# DIRECTIONS FOR THIS TASK
Starting at the line that contains "Where can you find the tree stump", transcribe every remaining line of the entries exactly, including the last one.

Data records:
★ ★ ★ ★
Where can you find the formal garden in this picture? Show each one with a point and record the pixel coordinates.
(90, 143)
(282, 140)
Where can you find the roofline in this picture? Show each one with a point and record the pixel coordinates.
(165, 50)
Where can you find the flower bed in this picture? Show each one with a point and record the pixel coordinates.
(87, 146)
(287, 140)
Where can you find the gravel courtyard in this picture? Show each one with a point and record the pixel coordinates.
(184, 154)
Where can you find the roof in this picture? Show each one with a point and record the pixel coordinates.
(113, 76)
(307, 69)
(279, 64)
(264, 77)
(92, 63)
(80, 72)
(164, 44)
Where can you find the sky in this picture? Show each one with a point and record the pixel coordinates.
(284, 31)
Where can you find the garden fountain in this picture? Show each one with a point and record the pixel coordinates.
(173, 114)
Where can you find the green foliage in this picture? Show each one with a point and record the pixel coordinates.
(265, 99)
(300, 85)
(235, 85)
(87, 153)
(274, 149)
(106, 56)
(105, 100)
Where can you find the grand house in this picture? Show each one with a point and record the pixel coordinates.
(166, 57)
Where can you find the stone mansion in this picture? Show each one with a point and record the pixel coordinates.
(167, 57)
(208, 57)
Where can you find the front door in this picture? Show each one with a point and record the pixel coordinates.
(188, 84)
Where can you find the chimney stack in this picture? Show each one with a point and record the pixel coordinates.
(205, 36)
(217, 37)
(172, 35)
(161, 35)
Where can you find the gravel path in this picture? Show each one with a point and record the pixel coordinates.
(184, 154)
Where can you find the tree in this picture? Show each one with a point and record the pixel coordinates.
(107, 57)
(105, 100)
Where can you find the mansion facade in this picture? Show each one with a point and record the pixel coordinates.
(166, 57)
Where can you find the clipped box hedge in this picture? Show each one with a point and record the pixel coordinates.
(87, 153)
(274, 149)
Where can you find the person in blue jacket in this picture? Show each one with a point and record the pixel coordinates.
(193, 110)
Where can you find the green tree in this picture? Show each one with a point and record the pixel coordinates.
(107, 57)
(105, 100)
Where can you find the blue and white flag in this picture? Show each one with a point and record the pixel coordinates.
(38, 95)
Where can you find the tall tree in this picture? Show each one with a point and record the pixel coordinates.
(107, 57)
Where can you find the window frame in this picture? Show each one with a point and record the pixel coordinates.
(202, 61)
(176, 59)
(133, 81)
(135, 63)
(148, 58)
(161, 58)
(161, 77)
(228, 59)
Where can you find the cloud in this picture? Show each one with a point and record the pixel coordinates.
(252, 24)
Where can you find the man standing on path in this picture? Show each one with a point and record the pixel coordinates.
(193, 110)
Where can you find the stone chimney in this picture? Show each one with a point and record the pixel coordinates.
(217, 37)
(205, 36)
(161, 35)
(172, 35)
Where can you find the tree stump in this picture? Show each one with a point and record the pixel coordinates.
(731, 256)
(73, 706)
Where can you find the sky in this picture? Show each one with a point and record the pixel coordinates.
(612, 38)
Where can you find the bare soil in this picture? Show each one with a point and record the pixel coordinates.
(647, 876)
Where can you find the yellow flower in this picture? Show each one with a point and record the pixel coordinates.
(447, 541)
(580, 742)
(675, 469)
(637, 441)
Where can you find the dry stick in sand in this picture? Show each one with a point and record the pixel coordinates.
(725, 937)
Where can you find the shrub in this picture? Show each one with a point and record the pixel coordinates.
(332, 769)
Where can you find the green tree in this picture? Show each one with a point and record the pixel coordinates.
★ ★ ★ ★
# EXERCISE OUTPUT
Where can you find the tree stump in this picture? Show each one with a point and record the pixel coordinates.
(731, 256)
(73, 706)
Where can you find the sky in this picture? Show each one with a point and record the pixel coordinates.
(612, 38)
Where can you find the bare soil in this picture? Show each one with a point and record the pixel coordinates.
(647, 876)
Where can you find the yellow flower in this picture? Show each one with a point and record the pixel coordinates.
(447, 541)
(580, 742)
(675, 469)
(637, 441)
Where can you find the dry stick in sand in this picture? Show each one with a point and record the pixel coordinates.
(725, 937)
Where can you find the shrub in this picture? Show each one with a point and record the pixel coordinates.
(332, 769)
Where can you find the green tree in this picture? Show each one with a point and record the pixel coordinates.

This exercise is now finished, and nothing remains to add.